- [Task goal]:
Rewrite the material below with every "Segment every instance of" renamed to "Outline each instance of" and everything else unchanged. Leave the pictures out of your answer.
▬▬▬
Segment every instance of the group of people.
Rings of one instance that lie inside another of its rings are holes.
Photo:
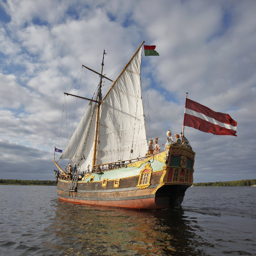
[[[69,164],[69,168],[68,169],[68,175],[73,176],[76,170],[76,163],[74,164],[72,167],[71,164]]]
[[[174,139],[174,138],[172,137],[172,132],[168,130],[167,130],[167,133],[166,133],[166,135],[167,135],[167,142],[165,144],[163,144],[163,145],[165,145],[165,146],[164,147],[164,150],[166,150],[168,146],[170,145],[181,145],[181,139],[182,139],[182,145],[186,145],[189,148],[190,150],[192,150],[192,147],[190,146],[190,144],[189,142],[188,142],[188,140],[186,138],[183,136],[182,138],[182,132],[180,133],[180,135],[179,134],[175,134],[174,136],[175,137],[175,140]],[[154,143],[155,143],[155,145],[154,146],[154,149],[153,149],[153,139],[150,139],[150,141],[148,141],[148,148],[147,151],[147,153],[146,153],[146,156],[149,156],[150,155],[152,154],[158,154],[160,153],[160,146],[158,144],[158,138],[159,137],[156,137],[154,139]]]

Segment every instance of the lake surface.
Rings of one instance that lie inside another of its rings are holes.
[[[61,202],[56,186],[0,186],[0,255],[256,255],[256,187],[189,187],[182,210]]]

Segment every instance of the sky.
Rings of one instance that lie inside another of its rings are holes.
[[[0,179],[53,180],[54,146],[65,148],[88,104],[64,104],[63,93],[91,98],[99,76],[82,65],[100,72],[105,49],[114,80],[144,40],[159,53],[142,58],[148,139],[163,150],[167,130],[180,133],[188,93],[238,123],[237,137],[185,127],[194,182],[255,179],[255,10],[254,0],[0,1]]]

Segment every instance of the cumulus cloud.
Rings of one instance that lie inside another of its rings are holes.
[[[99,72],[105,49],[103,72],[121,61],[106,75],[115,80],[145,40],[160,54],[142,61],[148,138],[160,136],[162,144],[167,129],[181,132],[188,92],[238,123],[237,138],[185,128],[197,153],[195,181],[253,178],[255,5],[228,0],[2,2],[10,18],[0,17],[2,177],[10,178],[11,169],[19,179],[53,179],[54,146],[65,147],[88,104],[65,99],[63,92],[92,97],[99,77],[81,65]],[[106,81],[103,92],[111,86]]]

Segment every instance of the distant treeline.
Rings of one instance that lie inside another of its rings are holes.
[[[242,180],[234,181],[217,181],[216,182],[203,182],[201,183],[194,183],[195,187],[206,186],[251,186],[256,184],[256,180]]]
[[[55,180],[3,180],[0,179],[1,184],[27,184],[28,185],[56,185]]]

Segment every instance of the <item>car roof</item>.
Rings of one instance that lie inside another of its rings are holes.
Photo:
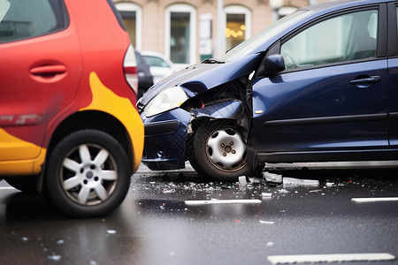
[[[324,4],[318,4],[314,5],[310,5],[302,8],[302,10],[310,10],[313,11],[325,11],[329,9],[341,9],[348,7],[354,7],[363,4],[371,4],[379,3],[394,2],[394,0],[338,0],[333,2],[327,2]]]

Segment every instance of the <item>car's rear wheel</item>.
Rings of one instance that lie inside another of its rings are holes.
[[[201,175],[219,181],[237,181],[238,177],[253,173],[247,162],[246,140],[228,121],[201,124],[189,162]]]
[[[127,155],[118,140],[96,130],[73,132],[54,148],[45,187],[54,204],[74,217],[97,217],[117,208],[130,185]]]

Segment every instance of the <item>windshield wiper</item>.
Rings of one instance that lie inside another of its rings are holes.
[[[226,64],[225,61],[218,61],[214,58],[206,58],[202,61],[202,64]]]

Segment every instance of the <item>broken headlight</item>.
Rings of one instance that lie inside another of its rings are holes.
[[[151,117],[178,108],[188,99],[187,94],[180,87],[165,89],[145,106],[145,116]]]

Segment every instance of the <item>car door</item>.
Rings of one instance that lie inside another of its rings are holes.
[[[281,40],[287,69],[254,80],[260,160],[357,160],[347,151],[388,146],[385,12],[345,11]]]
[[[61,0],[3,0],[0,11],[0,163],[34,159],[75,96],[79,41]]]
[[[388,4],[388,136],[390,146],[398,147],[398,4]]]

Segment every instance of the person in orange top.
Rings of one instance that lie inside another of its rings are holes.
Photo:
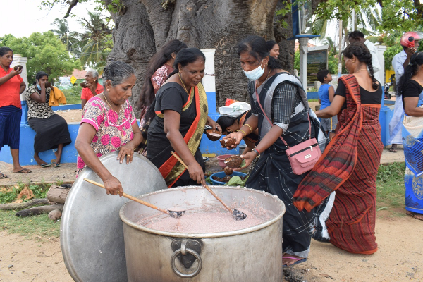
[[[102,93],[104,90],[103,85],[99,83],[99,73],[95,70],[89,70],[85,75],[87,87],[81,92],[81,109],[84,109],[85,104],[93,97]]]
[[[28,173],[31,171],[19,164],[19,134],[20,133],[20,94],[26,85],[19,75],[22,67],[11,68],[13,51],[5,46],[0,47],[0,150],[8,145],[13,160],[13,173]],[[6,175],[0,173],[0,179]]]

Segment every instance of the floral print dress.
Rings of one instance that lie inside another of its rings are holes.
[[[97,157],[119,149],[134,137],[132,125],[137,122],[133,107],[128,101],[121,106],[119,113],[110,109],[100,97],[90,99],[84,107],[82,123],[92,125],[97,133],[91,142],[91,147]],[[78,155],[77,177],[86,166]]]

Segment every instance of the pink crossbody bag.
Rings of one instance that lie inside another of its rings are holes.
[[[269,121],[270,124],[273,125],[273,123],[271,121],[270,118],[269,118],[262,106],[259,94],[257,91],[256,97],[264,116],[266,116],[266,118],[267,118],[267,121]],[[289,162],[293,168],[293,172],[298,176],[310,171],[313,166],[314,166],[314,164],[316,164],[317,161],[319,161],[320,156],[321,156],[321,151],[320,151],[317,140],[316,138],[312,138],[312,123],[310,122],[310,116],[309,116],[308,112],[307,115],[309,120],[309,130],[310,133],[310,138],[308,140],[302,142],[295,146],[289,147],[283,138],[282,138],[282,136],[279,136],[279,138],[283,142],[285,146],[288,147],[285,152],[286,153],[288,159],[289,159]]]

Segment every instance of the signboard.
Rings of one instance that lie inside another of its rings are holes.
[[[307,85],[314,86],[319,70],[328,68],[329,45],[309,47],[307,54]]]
▬▬▬
- [Response to the task]:
Outline each instance of the group of people.
Rings of one instance that lie inside another of its rings are holes.
Photo:
[[[69,164],[69,168],[68,169],[68,175],[73,176],[76,170],[76,163],[74,164],[72,167],[71,164]]]
[[[174,139],[174,138],[172,137],[172,132],[168,130],[167,130],[167,133],[166,133],[166,135],[167,135],[167,142],[165,144],[163,144],[163,145],[165,145],[165,146],[164,147],[164,150],[166,150],[168,146],[170,145],[181,145],[181,139],[182,139],[182,145],[186,145],[189,148],[190,150],[192,150],[192,147],[190,146],[190,144],[189,142],[188,142],[188,140],[186,138],[183,136],[182,138],[182,132],[180,133],[180,135],[179,134],[175,134],[174,136],[175,137],[175,140]],[[154,143],[155,143],[155,145],[154,146],[154,149],[153,149],[153,139],[150,139],[150,141],[148,141],[148,148],[147,151],[147,153],[146,153],[146,156],[149,156],[150,155],[152,154],[158,154],[160,153],[160,146],[158,144],[158,138],[159,137],[156,137],[154,139]]]

Outline each instance of the lake surface.
Rings of one instance that lie inside another of its rings are holes.
[[[61,202],[56,186],[0,186],[0,255],[256,255],[256,187],[189,187],[182,210]]]

Outline each instance of the sky.
Rings of one instance that lie inside another of its rings are holes.
[[[0,179],[53,180],[54,146],[65,148],[88,104],[64,104],[63,93],[91,98],[99,76],[82,65],[100,72],[105,49],[114,80],[144,40],[159,53],[142,58],[148,139],[163,150],[167,130],[180,133],[188,93],[238,123],[237,137],[185,127],[194,182],[255,179],[255,10],[254,0],[0,1]]]

Outline each instance of the cumulus cloud.
Rings of one instance that lie inside another of its rings are holes.
[[[99,72],[105,49],[103,72],[121,61],[106,75],[115,80],[145,40],[160,54],[142,61],[148,138],[160,136],[162,144],[167,129],[181,132],[188,92],[238,123],[237,138],[185,128],[197,153],[195,181],[253,178],[255,5],[228,0],[2,2],[10,18],[0,17],[2,177],[10,178],[11,169],[19,179],[53,179],[54,146],[65,147],[88,104],[65,99],[63,92],[92,97],[99,77],[81,65]],[[106,81],[103,92],[111,86]]]

Outline each instance of the distant treeline.
Rings of one instance that lie inside another of its rings are holes.
[[[242,180],[234,181],[217,181],[216,182],[203,182],[201,183],[194,183],[195,187],[206,186],[251,186],[256,184],[256,180]]]
[[[55,180],[3,180],[0,179],[1,184],[27,184],[28,185],[56,185]]]

Outline each instance of the <item>car roof</item>.
Rings of one instance that lie inside another of its rings are holes.
Photo:
[[[324,4],[318,4],[314,5],[310,5],[302,8],[302,10],[310,10],[313,11],[325,11],[329,9],[341,9],[348,7],[354,7],[363,4],[371,4],[379,3],[394,2],[394,0],[338,0],[333,2],[327,2]]]

Outline each instance of the <item>car's rear wheel</item>.
Rings of one instance that lie inside another of its rings are holes.
[[[201,175],[219,181],[237,181],[238,177],[253,173],[247,162],[246,140],[228,121],[201,124],[189,162]]]
[[[127,155],[118,140],[96,130],[73,132],[54,148],[45,187],[54,204],[74,217],[97,217],[117,208],[130,185]]]

Outline each instance of the <item>windshield wiper</item>.
Rings of one instance that lie inside another of its rings are holes.
[[[226,64],[225,61],[218,61],[214,58],[206,58],[202,61],[202,64]]]

Outline each instance of the <item>broken headlight</item>.
Rings of one instance that lie inside another of its rings are holes.
[[[151,117],[178,108],[188,99],[187,94],[180,87],[165,89],[145,106],[145,116]]]

Outline each instance of the <item>car door</item>.
Rings of one instance that lie inside another of its rings are holes.
[[[281,40],[287,69],[254,80],[260,160],[357,160],[347,151],[388,146],[385,12],[345,11]]]
[[[61,0],[3,0],[0,11],[0,163],[34,159],[75,96],[79,41]]]
[[[388,4],[388,136],[390,146],[398,147],[398,4]]]

Outline each instance of the person in orange top.
Rings of one instance that lie inside another of its rings are holes.
Photo:
[[[102,93],[104,90],[103,85],[99,83],[99,73],[95,70],[89,70],[85,75],[87,87],[81,92],[81,109],[84,109],[85,104],[93,97]]]
[[[28,173],[31,171],[19,164],[19,134],[20,133],[20,94],[26,85],[19,75],[22,67],[11,68],[13,51],[5,46],[0,47],[0,150],[8,145],[13,160],[13,173]],[[6,175],[0,173],[0,179]]]

Outline each instance of the floral print dress.
Rings of one instance that lie inside another of its rings are holes.
[[[97,157],[119,149],[134,137],[132,125],[137,122],[133,107],[128,101],[121,106],[119,113],[110,109],[100,97],[90,99],[84,107],[82,123],[92,125],[97,133],[91,142],[91,147]],[[78,155],[77,177],[86,166]]]

Outline each instance of the pink crossbody bag.
Rings of one instance that lie inside another of its rings are holes.
[[[269,121],[270,124],[273,125],[273,123],[271,121],[270,118],[269,118],[262,106],[259,94],[257,91],[256,97],[264,116],[266,116],[266,118],[267,118],[267,121]],[[289,162],[293,168],[293,172],[298,176],[310,171],[313,166],[314,166],[314,164],[316,164],[317,161],[319,161],[320,156],[321,156],[321,151],[320,151],[317,140],[316,138],[312,138],[312,123],[310,122],[310,116],[309,116],[308,112],[307,115],[309,120],[309,130],[310,133],[310,138],[308,140],[302,142],[295,146],[289,147],[283,138],[282,138],[282,136],[279,136],[279,138],[283,142],[285,146],[288,147],[285,152],[286,153],[288,159],[289,159]]]

Outline each instance of the signboard.
Rings of one instance that lie inside another of its rings are holes.
[[[307,85],[314,86],[319,70],[328,68],[329,45],[309,47],[307,54]]]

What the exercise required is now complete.